• [Direction]
Copy the rows below without changing a single character.
[start of Extracted data]
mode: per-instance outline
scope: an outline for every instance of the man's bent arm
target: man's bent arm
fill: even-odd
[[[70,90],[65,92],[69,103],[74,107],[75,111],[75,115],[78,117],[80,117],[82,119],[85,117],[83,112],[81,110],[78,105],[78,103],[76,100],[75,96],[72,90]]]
[end of Extracted data]
• [Exercise solution]
mode: per-instance outline
scope: an outline for every instance of the man's bent arm
target: man's bent arm
fill: even-odd
[[[70,90],[65,92],[69,103],[74,107],[75,111],[75,115],[78,117],[80,117],[82,119],[85,117],[83,112],[81,110],[78,105],[78,103],[76,100],[75,96],[72,90]]]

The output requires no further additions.